Extract to read:
····················

TinyLlama 1.1B Model

• TinyLlama is a compact transformer-based language model family featuring rigorous pretraining, architectural refinements, and efficient deployment strategies.
• It employs a decoder-only architecture with 1.1B parameters, incorporating innovations like Rotary Positional Embeddings, RMSNorm, and SwiGLU activation.
• Quantization techniques using INT8 and INT4 deliver reduced memory usage and energy consumption, making TinyLlama ideal for edge computing applications.

TinyLlama is a family of compact, open-source transformer-based LLMs, with the flagship variant comprising 1.1 billion parameters. Designed to combine rigorous pretraining, architectural refinements, and efficient deployment strategies, TinyLlama targets the intersection of on-device inference, competitive accuracy, and minimal resource footprint. The model’s open-source releases, instructional tuning variants, and edge-centric profiling have positioned it as a canonical reference for research on small LLMs suitable for edge computing, privacy-preserving applications, and resource-constrained environments (Zhang et al., 2024).

1. Architectural Foundations

The core TinyLlama-1.1B model employs a decoder-only transformer architecture derived from Llama 2. It comprises 22 transformer blocks, each with a hidden size of 2,048 and 16 attention heads (head dimension 128). The feed-forward (MLP) dimension is 5,632. The model's vocabulary size is 32,000, utilizing Llama 2’s Byte-Pair Encoding tokenizer. The design includes several architectural adaptations:

• Rotary Positional Embeddings (RoPE): For efficient and injective position encoding, improving extrapolation and token context management.
• RMSNorm Pre-normalization: Replacing conventional LayerNorm for superior training stability.
• SwiGLU Activation: Utilized in the feed-forward layers instead of the standard ReLU, supporting improved gradient flow.
• Grouped-Query Attention: Implements 32 query heads with 4 shared key-value groups, optimizing the Key/Value memory overhead without loss of representational power (Zhang et al., 2024).

Parameter accounting adheres to standard transformer decompositions:

• Self-attention block: $4d^2$ parameters per layer (Q, K, V, O projections).
• Feed-forward block: $2d \, d_{ff}$ per layer.
• Embeddings: $|V| \times d$.
• Total parameter count for TinyLlama-1.1B: $\sim$1.1 billion.

2. Pretraining Corpus and Optimization

TinyLlama-1.1B is pretrained on approximately 1 trillion tokens for nearly 3 epochs. The corpus comprises SlimPajama (627B tokens of filtered RedPajama text) and 250B tokens from StarCoderData (code and natural-language pairs). After deduplication, about 950B unique tokens remain, partitioned at a natural:code ratio of 7:3. Notably, removal of duplicated GitHub content was performed to ensure clean web/code balance.

····················

Raw data:
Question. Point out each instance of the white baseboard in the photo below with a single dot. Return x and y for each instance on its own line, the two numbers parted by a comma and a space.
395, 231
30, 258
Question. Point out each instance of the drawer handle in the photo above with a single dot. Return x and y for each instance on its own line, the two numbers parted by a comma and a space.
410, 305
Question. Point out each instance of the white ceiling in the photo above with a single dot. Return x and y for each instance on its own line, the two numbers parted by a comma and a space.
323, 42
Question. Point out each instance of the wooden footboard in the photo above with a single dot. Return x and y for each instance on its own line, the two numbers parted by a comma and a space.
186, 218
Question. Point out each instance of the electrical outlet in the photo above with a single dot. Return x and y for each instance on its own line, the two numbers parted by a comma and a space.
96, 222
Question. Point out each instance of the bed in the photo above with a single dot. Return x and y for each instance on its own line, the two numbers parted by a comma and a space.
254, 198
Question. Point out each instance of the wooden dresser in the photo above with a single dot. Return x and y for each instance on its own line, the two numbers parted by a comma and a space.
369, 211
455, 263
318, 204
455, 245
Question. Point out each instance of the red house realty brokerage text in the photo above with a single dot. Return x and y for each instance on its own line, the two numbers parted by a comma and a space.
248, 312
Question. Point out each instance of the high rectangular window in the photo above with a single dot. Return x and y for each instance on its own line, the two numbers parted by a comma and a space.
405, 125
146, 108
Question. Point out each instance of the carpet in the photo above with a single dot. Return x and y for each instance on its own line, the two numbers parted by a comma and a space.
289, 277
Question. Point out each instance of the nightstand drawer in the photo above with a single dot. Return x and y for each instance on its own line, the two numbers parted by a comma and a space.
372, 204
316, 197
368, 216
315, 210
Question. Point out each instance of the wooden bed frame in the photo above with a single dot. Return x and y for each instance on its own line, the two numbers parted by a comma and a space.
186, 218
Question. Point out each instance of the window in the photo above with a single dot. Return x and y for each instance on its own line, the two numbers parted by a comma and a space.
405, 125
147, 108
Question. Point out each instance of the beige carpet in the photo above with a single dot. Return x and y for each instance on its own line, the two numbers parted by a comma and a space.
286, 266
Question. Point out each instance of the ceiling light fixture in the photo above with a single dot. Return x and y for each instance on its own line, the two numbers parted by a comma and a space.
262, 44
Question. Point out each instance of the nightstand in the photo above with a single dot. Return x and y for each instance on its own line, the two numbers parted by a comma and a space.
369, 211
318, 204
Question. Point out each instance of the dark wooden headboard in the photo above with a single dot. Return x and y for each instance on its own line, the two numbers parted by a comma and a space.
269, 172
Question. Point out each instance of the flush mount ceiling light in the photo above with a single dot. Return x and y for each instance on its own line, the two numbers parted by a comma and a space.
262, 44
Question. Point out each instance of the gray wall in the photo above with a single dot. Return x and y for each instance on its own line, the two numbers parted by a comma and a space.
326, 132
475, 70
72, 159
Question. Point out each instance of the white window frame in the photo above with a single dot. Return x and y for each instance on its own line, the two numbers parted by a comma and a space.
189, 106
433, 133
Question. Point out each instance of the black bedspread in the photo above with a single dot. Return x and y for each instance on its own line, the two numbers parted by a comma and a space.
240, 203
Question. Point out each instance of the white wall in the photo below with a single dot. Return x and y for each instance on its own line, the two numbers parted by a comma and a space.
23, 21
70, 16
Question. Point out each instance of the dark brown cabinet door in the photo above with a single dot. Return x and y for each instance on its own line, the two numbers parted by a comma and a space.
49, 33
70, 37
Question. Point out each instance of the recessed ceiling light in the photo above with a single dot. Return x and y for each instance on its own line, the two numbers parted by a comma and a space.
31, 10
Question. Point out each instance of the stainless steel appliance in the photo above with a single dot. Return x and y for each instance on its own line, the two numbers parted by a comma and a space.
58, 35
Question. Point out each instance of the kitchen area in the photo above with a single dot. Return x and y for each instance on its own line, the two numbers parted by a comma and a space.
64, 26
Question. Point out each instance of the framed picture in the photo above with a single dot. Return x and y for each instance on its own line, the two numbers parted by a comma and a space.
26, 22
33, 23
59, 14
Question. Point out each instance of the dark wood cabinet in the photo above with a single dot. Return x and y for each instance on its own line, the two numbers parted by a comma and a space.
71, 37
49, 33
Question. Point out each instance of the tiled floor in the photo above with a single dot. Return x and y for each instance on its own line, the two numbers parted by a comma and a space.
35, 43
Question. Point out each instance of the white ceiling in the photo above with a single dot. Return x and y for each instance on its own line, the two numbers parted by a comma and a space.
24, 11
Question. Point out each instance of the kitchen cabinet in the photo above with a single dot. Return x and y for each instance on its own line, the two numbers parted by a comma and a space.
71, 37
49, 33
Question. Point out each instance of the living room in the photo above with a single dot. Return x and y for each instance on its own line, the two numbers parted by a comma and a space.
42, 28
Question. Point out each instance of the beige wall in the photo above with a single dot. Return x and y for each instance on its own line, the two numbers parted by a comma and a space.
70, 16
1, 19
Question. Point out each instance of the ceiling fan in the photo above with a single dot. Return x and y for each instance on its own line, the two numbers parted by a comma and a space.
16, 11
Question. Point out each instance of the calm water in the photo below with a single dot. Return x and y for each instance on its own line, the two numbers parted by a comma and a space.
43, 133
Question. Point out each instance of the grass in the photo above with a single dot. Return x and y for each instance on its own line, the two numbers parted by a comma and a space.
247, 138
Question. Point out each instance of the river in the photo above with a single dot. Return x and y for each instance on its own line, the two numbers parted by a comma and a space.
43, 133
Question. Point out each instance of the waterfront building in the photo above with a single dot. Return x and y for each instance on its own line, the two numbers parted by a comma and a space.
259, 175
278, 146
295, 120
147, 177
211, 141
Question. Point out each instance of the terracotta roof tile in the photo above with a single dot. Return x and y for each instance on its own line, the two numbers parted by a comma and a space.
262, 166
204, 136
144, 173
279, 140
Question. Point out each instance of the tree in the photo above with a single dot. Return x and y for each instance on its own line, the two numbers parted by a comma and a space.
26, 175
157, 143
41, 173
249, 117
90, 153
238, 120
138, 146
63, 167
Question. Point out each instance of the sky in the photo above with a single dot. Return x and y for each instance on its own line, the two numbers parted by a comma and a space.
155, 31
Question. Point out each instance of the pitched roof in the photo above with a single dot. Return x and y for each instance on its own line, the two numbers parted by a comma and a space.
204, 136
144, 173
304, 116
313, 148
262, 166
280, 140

····················

Task list:
**a.** Using the TinyLlama text, decide whether each statement agrees with it. Answer yes or no for each, and quote the deciding words from the text.
(i) The model has a vocabulary of 32,000 tokens.
(ii) SwiGLU is the component that replaces LayerNorm in the model.
(iii) The core model is built from 22 transformer blocks.
**b.** Resume the TinyLlama text after its final sentence, keeping its style and subject.
The records above come from a source other than the TinyLlama text.

Responses in order:
**a.**
(i) Yes: "The model's vocabulary size is 32,000"
(ii) No: "RMSNorm Pre-normalization: Replacing conventional LayerNorm for superior training stability." SwiGLU is "Utilized in the feed-forward layers instead of the standard ReLU"
(iii) Yes: "It comprises 22 transformer blocks"

**b.**
Pretraining is executed in autoregressive fashion with cross-entropy loss:

$\mathcal{L} = -\sum_{t=1}^T \log p(x_t | x_{<t}),$

using AdamW (β₁=0.9, β₂=0.95, weight decay=0.1), a cosine decay learning rate schedule (4.0e–4 to 4.0e–5), and full sharding across multi-GPU nodes via FSDP. System-level optimizations leverage FlashAttention 2, fused normalization, and batch sizes up to 2 million tokens per step. A significant downstream quality jump was observed after a bug fix (removal of excess EOS tokens) at 2.3T tokens into training (Zhang et al., 2024).

3. Quantization and Edge Profiling

TinyLlama is systematically profiled for edge deployment with aggressive quantization strategies (Pinnock et al., 6 Jun 2025). The primary schemes are:

• INT8 Quantization: 8-bit weights and activations.
• INT4 Quantization: 4-bit weights (symmetric per-channel for weights, asymmetric per-tensor for activations).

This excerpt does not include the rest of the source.